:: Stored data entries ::
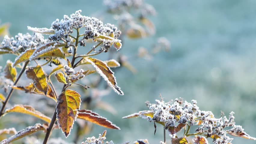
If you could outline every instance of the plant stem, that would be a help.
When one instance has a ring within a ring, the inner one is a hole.
[[[19,75],[18,76],[18,77],[17,77],[17,78],[16,79],[16,80],[14,82],[14,83],[13,86],[15,86],[17,84],[17,83],[18,82],[18,81],[20,80],[20,77],[21,76],[21,75],[22,75],[22,74],[23,74],[23,73],[24,72],[24,71],[25,71],[25,70],[26,69],[26,67],[27,65],[28,65],[28,64],[29,63],[29,61],[28,61],[26,62],[23,65],[23,66],[22,68],[20,70],[20,74],[19,74]],[[0,117],[2,116],[2,115],[4,114],[4,113],[3,112],[4,111],[4,110],[5,109],[5,106],[6,105],[6,104],[8,102],[8,101],[9,101],[9,99],[11,97],[11,95],[12,94],[12,92],[13,91],[13,88],[12,88],[10,92],[9,92],[9,93],[8,93],[8,95],[7,95],[7,96],[6,97],[6,99],[5,99],[5,102],[3,103],[3,106],[2,106],[2,108],[1,109],[1,110],[0,110]]]
[[[190,126],[187,125],[187,132],[186,132],[186,134],[185,134],[185,136],[187,136],[187,134],[188,134],[188,132],[189,132],[190,129]]]
[[[99,44],[97,44],[97,45],[96,45],[96,46],[95,46],[95,47],[94,48],[95,49],[95,48],[98,47],[100,45],[100,44],[101,44],[102,43],[102,42],[101,42],[99,43]],[[89,54],[90,54],[90,53],[91,52],[92,52],[93,50],[93,49],[92,49],[90,51],[89,51],[89,52],[87,52],[87,53],[86,54],[88,55]],[[73,66],[73,68],[76,68],[76,67],[77,66],[77,65],[78,64],[79,64],[79,63],[80,62],[82,61],[82,60],[83,60],[83,59],[84,59],[84,58],[82,58],[80,59],[80,60],[79,60],[78,61],[78,62],[77,62],[76,63],[75,63],[75,64],[74,64],[74,65]]]
[[[54,110],[54,113],[53,113],[52,117],[52,120],[51,121],[51,122],[50,123],[49,126],[48,127],[48,128],[47,128],[47,132],[46,132],[46,134],[45,135],[45,137],[44,137],[44,142],[43,142],[43,144],[46,144],[47,143],[47,141],[48,140],[48,139],[49,138],[49,137],[50,136],[50,134],[51,132],[52,131],[52,129],[53,125],[54,125],[54,124],[55,123],[55,121],[56,121],[56,118],[57,117],[56,109],[57,107],[56,106],[56,107],[55,108],[55,110]]]
[[[163,128],[163,142],[164,142],[164,143],[165,143],[166,142],[165,139],[165,129],[164,129],[164,128]]]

:: Do this ::
Reproduce every line of the records above verbatim, leaving out the pictures.

:: Response ::
If you could outline every instance of the plant stem, that would be a help.
When one instance has a ring within a ring, the inner one is a hole.
[[[19,75],[18,76],[18,77],[17,77],[17,78],[16,79],[16,80],[14,82],[14,83],[13,86],[15,86],[17,84],[17,83],[18,82],[18,81],[20,80],[20,77],[21,76],[21,75],[22,75],[22,74],[23,74],[23,73],[24,72],[24,71],[25,71],[25,70],[26,69],[26,67],[27,65],[28,65],[28,64],[29,63],[29,61],[28,61],[26,62],[23,65],[23,66],[22,68],[20,70],[20,74],[19,74]],[[0,117],[2,116],[2,115],[4,114],[4,113],[3,112],[4,111],[4,110],[5,109],[5,106],[6,105],[6,104],[8,102],[8,101],[9,101],[9,99],[11,97],[11,95],[12,94],[12,92],[13,91],[13,88],[12,88],[10,92],[9,92],[9,93],[8,93],[8,95],[7,95],[7,96],[6,97],[6,99],[5,99],[5,102],[3,103],[3,106],[2,106],[2,108],[1,109],[1,110],[0,110]]]
[[[190,126],[187,125],[187,132],[186,132],[186,134],[185,134],[185,136],[187,136],[187,134],[188,134],[188,132],[189,132],[190,129]]]
[[[99,44],[97,44],[97,45],[96,45],[96,46],[95,46],[95,47],[94,48],[95,49],[95,48],[98,47],[100,45],[100,44],[101,44],[102,43],[102,42],[101,42],[99,43]],[[89,54],[90,54],[90,53],[91,52],[92,52],[93,50],[93,49],[92,49],[90,51],[89,51],[89,52],[87,52],[87,53],[86,54],[88,55]],[[73,66],[73,68],[76,68],[76,67],[77,66],[77,65],[78,64],[79,64],[79,63],[80,62],[82,61],[82,60],[83,60],[83,59],[84,59],[84,58],[82,58],[80,59],[80,60],[79,60],[78,61],[78,62],[77,62],[76,63],[75,63],[75,64],[74,64],[74,65]]]
[[[54,110],[54,113],[53,113],[52,117],[52,120],[51,121],[51,122],[50,123],[49,126],[48,127],[48,128],[47,128],[47,132],[46,132],[46,134],[45,135],[45,137],[44,137],[44,142],[43,142],[43,144],[46,144],[47,143],[47,141],[48,140],[48,139],[49,138],[49,137],[50,136],[50,134],[51,132],[52,131],[52,129],[53,125],[54,125],[54,124],[55,123],[55,121],[56,121],[56,118],[57,117],[56,109],[57,107],[56,106],[56,107],[55,108],[55,110]]]
[[[163,128],[163,142],[164,142],[164,143],[165,143],[166,142],[165,139],[165,129],[164,129],[164,128]]]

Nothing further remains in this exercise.